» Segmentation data
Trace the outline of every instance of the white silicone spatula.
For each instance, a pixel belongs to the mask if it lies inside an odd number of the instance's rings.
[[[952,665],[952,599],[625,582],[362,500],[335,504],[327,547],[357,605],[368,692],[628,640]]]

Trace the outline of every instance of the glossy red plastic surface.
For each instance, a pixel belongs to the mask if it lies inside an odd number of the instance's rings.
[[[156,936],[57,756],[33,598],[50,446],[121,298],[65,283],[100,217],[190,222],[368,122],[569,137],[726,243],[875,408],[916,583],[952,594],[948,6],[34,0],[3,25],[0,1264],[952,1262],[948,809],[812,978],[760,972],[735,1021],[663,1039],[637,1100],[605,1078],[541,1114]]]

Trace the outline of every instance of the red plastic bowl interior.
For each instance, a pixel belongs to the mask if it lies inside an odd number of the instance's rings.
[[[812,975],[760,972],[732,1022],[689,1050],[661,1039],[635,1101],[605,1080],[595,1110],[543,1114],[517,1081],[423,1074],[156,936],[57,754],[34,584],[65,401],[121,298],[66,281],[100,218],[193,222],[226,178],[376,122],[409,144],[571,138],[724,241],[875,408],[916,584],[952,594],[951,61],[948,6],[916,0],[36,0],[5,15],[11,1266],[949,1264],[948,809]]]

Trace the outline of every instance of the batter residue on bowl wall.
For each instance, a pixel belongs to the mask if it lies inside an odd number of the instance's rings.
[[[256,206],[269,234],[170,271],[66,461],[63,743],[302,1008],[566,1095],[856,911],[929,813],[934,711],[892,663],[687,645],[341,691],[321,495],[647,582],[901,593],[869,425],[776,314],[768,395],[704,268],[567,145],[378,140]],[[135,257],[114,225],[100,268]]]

» Problem details
Express every line of the entries above as a JSON list of strings, with one string per line and blank lines omitted.

» Worked answer
[
  "Trace the outline of every instance of the white silicone spatula.",
  "For each instance, a pixel belongs to the mask if it lies inside an odd number of the instance's rings.",
  "[[[952,665],[952,599],[625,582],[362,500],[335,504],[327,547],[357,605],[368,692],[628,640]]]",
  "Trace the outline of every instance of the glossy red plastic surface.",
  "For each instance, a pixel belongs to the mask if it lies inside an odd number of the instance's rings.",
  "[[[156,936],[57,756],[33,598],[50,446],[121,298],[65,283],[100,217],[190,222],[368,122],[569,137],[726,243],[875,408],[916,583],[952,594],[948,6],[34,0],[3,25],[0,1264],[952,1262],[948,809],[812,978],[760,972],[735,1021],[663,1039],[637,1100],[605,1078],[541,1114]]]",
  "Trace the outline of every instance of the red plastic bowl interior.",
  "For each instance, a pixel belongs to the mask if it lies inside an odd number of the instance's rings.",
  "[[[812,975],[760,972],[732,1022],[689,1050],[661,1039],[635,1101],[605,1080],[595,1110],[543,1114],[517,1081],[423,1074],[156,936],[57,754],[34,584],[65,401],[121,298],[66,281],[100,218],[193,222],[226,178],[376,122],[409,144],[571,138],[724,241],[875,408],[916,584],[952,594],[951,61],[948,6],[916,0],[36,0],[5,15],[11,1266],[949,1264],[948,809]]]",
  "Trace the outline of every instance of the batter residue on bowl wall.",
  "For each instance, a pixel belongs to the mask if it lies inside an odd number of the instance's rings.",
  "[[[256,206],[269,234],[170,271],[66,461],[63,743],[302,1008],[566,1095],[856,911],[929,813],[934,711],[892,663],[687,645],[341,691],[321,495],[647,582],[901,593],[869,425],[776,314],[768,395],[704,268],[567,145],[378,140]],[[135,257],[114,225],[100,268]]]"
]